DRSLTR 1 filename1.htm

 

[AUSTIN GOLD LETTERHEAD]

 

September 9, 2021

 

Division of Corporation Finance
Office of Energy & Transportation

Securities and Exchange Commission

100 F. Street, N.E.

Washington, D.C. 20549

 

Re:Responses to the Securities and Exchange Commission

Staff Comments dated July 8, 2021

Austin Gold Corp.

Draft Registration Statement on Form S-1
Submitted June 11, 2021

CIK No. 0001817740

 

Ladies and Gentlemen:

 

This letter responds to the comments of the Staff of the United States Securities and Exchange Commission (the “Staff”) set forth in your letter dated July 8, 2021 (the “Comment Letter”) regarding the above-referenced confidentially submitted draft Registration Statement on Form S-1 (the “Registration Statement”) of Austin Gold Corp. (the “Company”, or “our”), and we are concurrently submitting to the Securities and Exchange Commission (the “Commission”) for the Staff’s review a confidential amendment to the Registration Statement (the “amended draft Registration Statement”) responding to the comments. For your convenience, the Company’s numbered responses below contain each of the Staff’s comments from the Comment Letter and correspond to the numbered comments contained in the Comment Letter.

Task instructions:
**1)** Copy the Austin Gold letter between "CIK No. 0001817740" and "the Comment Letter.", inclusive, changing "Comment Letter" to "Review Letter" throughout.
**2)** According to the Austin Gold letter, on what date was the draft Registration Statement on Form S-1 submitted?

Bounding-box records:
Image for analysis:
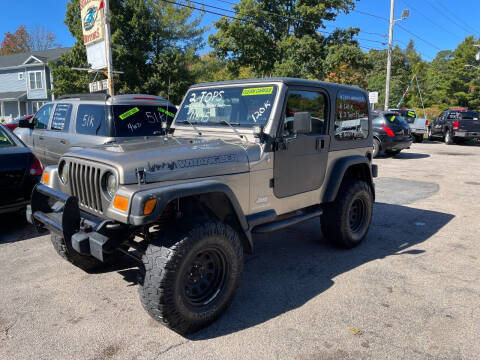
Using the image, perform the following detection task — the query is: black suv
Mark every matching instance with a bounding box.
[428,109,480,145]
[372,111,413,157]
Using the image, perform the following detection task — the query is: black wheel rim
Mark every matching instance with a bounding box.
[348,199,367,233]
[184,248,228,307]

Complete answers:
**1)**
CIK No. 0001817740

 

Ladies and Gentlemen:

 

This letter responds to the comments of the Staff of the United States Securities and Exchange Commission (the “Staff”) set forth in your letter dated July 8, 2021 (the “Review Letter”) regarding the above-referenced confidentially submitted draft Registration Statement on Form S-1 (the “Registration Statement”) of Austin Gold Corp. (the “Company”, or “our”), and we are concurrently submitting to the Securities and Exchange Commission (the “Commission”) for the Staff’s review a confidential amendment to the Registration Statement (the “amended draft Registration Statement”) responding to the comments. For your convenience, the Company’s numbered responses below contain each of the Staff’s comments from the Review Letter and correspond to the numbered comments contained in the Review Letter.

**2)** June 11, 2021